Number each line of the data below in order, leaving out any blank lines.

______

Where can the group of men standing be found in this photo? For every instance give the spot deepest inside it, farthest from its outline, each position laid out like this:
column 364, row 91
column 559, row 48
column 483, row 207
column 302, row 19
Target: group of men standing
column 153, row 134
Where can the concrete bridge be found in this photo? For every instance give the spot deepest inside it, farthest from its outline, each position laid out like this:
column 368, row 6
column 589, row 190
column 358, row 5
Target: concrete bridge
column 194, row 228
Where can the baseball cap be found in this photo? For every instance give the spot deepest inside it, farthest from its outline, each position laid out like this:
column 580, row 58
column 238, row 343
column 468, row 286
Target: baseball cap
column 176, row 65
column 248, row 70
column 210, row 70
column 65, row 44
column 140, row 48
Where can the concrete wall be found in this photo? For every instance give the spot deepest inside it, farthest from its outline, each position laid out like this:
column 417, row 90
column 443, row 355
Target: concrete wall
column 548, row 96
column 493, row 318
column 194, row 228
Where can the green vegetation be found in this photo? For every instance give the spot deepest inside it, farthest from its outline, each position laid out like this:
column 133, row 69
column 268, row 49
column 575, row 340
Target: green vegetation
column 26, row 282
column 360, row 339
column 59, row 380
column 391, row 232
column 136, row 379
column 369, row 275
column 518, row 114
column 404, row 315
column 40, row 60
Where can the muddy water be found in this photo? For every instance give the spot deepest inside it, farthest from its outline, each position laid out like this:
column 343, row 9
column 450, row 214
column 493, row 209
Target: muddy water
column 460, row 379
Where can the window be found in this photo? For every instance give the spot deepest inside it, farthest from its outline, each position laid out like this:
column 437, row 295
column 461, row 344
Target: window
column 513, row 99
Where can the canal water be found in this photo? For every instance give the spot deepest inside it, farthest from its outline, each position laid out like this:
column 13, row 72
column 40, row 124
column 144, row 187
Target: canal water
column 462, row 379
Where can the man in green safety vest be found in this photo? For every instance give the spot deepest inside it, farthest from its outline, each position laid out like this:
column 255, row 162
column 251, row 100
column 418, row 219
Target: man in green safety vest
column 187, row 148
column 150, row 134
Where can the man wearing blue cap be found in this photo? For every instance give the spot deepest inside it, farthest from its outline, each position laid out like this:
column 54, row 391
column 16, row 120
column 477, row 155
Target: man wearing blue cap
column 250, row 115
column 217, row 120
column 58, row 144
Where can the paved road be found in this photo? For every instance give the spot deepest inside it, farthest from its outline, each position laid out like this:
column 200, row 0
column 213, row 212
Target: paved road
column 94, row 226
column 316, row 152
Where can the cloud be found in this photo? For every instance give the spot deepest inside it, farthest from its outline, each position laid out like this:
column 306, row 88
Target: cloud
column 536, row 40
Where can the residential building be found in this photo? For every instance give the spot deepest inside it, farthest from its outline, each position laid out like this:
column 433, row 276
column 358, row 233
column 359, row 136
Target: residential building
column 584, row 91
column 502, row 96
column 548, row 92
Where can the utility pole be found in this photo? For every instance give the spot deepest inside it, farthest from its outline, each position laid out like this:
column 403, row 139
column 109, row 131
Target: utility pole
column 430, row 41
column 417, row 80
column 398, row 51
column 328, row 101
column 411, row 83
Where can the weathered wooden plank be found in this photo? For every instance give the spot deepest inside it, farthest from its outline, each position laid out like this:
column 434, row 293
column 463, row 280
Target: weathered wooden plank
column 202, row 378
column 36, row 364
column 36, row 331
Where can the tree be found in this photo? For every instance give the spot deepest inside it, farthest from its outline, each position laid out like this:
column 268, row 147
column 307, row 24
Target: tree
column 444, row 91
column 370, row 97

______

### Answer below
1. Where can the group of men standing be found in this photo? For every instance give the spot deepest inside it, farthest from its outline, each position laid out like this:
2. column 364, row 91
3. column 559, row 48
4. column 483, row 207
5. column 302, row 19
6. Target: group of men standing
7. column 153, row 134
8. Where can the concrete bridge be found in this photo? For every instance give the spot deepest inside it, farthest from its outline, each position laid out like this:
9. column 368, row 6
10. column 589, row 190
11. column 358, row 5
12. Target: concrete bridge
13. column 194, row 228
14. Where can the baseball cap be found in this photo? For every instance give the spot deepest inside it, farthest from its outline, each position laid out like this:
15. column 580, row 58
16. column 238, row 343
17. column 468, row 286
18. Target: baseball cap
19. column 176, row 65
20. column 248, row 70
21. column 210, row 70
22. column 65, row 44
23. column 140, row 48
24. Where can the concrete wall be found in this photo? For every instance give the spot deepest inside it, farthest from its outline, each position laid out like this:
25. column 417, row 90
26. column 443, row 355
27. Target: concrete wall
28. column 548, row 96
29. column 493, row 318
30. column 194, row 228
31. Where can the green vegetation be found in this photo? For every instance give the spot deepest inside it, farthest from its outline, each position laid out like this:
32. column 133, row 69
33. column 268, row 49
34. column 575, row 340
35. Target: green vegetation
36. column 26, row 282
37. column 360, row 339
38. column 59, row 380
39. column 391, row 232
40. column 136, row 379
41. column 369, row 275
42. column 518, row 114
43. column 404, row 315
44. column 40, row 60
45. Where can the muddy water be found in this photo? For every instance give the spot deepest inside it, farthest from its outline, each position laid out like this:
46. column 343, row 9
47. column 450, row 214
48. column 493, row 209
49. Target: muddy water
50. column 460, row 379
51. Where can the window be found in this photo? For every instance give the spot deepest inside it, farthest from its outline, each position laid out like this:
52. column 437, row 295
53. column 461, row 344
54. Target: window
55. column 513, row 99
56. Where can the canal water be found in this photo? For every instance give the spot deepest inside it, farthest from its outline, each position laid out like this:
57. column 13, row 72
58. column 40, row 124
59. column 144, row 187
60. Target: canal water
61. column 462, row 379
62. Where can the man in green safety vest be found in this photo? For every instance give the spot deepest inside it, farthest from its outline, each position laid out like this:
63. column 255, row 162
64. column 251, row 100
65. column 418, row 219
66. Target: man in green safety vest
67. column 187, row 148
68. column 150, row 134
69. Where can the man wearing blue cap be found in this photo? For every instance give the spot deepest inside it, farthest from its outline, each position laid out like this:
70. column 54, row 391
71. column 16, row 120
72. column 477, row 155
73. Target: man wearing blue cap
74. column 250, row 115
75. column 217, row 120
76. column 58, row 144
77. Where can the paved road be found in this photo? For every instance give the spot deepest inside it, farthest from its outline, each position laid out like this:
78. column 200, row 0
79. column 213, row 212
80. Target: paved road
81. column 94, row 226
82. column 316, row 152
83. Where can the cloud be found in this photo? For every instance give the spot deepest inside it, farthest from its outline, each position laid out like this:
84. column 306, row 88
85. Target: cloud
86. column 536, row 40
87. Where can the residential building be found in this photo? For every instance give the spot deepest inside it, farthest from its outline, each position laid out like this:
88. column 433, row 276
89. column 358, row 233
90. column 359, row 136
91. Target: residential building
92. column 584, row 91
93. column 502, row 96
94. column 548, row 92
95. Where can the utility pole be found in this photo? For every instance give the spot deepest inside it, farthest from its outline, each position laid out like this:
96. column 403, row 139
97. column 109, row 131
98. Target: utility pole
99. column 430, row 41
100. column 417, row 80
101. column 398, row 51
102. column 328, row 101
103. column 411, row 83
104. Where can the weathered wooden plank be found in this photo? For every instance give the spot deepest inside it, farthest from its outline, each position laid out like this:
105. column 434, row 293
106. column 463, row 280
107. Target: weathered wooden plank
108. column 202, row 378
109. column 36, row 364
110. column 36, row 331
111. Where can the tree be found in this photo? For every instance give the spot deepest inside it, farthest from its outline, each position laid out like this:
112. column 268, row 147
113. column 307, row 24
114. Target: tree
115. column 444, row 91
116. column 370, row 97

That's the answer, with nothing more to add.